**Records for processing**
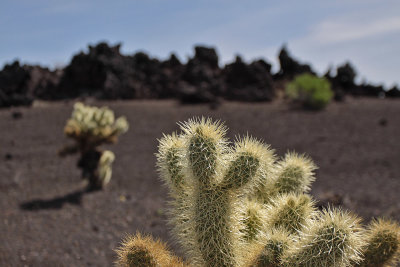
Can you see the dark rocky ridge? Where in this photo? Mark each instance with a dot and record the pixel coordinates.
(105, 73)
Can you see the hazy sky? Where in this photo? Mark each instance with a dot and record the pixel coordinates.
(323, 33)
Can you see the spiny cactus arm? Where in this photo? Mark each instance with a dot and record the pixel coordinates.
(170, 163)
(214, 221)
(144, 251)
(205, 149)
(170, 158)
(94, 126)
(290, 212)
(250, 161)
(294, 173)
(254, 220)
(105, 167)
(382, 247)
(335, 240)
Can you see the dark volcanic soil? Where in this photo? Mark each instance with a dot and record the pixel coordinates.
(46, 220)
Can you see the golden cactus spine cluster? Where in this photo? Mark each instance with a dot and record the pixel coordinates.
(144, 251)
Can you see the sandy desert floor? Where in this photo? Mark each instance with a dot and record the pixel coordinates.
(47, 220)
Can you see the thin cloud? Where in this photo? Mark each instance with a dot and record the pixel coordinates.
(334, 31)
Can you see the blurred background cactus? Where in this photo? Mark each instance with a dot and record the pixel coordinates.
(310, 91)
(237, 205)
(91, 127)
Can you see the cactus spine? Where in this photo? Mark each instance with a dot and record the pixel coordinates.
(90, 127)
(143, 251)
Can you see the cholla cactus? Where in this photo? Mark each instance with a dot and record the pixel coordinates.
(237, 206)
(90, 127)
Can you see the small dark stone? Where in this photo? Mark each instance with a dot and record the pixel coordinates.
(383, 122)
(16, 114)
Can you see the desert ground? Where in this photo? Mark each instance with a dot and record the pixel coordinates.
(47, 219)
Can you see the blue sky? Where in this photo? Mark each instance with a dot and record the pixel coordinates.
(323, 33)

**Instructions to follow**
Exclude the images and output the lines above exactly.

**Task response**
Can you see the dark rocky ridge? Where in this photo? Mark each instance with a dot and record the pixel coordinates.
(105, 73)
Can you see the hazy sky? Where in this photo? Mark each instance with a dot and record the pixel coordinates.
(323, 33)
Can you see the spiny cactus arm? Where in this photo? Mark each instance with a dot and record the pixel coordinates.
(170, 163)
(214, 221)
(144, 251)
(205, 149)
(170, 158)
(94, 126)
(290, 212)
(250, 161)
(294, 173)
(254, 220)
(105, 167)
(382, 247)
(335, 240)
Can you see the dark volcanic soil? Where in this photo? Mark each instance with a dot and record the pixel coordinates.
(46, 220)
Can you see the golden cactus spine cluster? Where in this photo? Mark each instance with a dot and record the pixel coordinates.
(144, 251)
Can you see the sandy desert floor? Where in this photo? Mark each instance with a dot and record the pixel coordinates.
(47, 220)
Can you see the thin cloud? Where in this photo? Mark each instance with a dot and record the pixel coordinates.
(334, 31)
Can you see the blurred background cactus? Where in this photo? Mark each instance with a dot and record the pixel coordinates.
(310, 91)
(237, 205)
(91, 127)
Can you see the cactus spine? Where in this photo? Mark each instance with a dot and record the pixel coordinates.
(90, 127)
(143, 251)
Can you see the cholla cactus? Where in this photo? Mark each instance with a dot and record the pixel coordinates.
(237, 206)
(90, 127)
Can you see the small dark stone? Where in this photo? Mark each instance with a dot and record the pixel coordinates.
(383, 122)
(16, 114)
Can you see the desert ground? Where in this photo? Mark each instance with a dot and record the pixel coordinates.
(47, 219)
Can you see the blue sky? Where in this photo? Mark each instance with a dot and record the pixel coordinates.
(323, 33)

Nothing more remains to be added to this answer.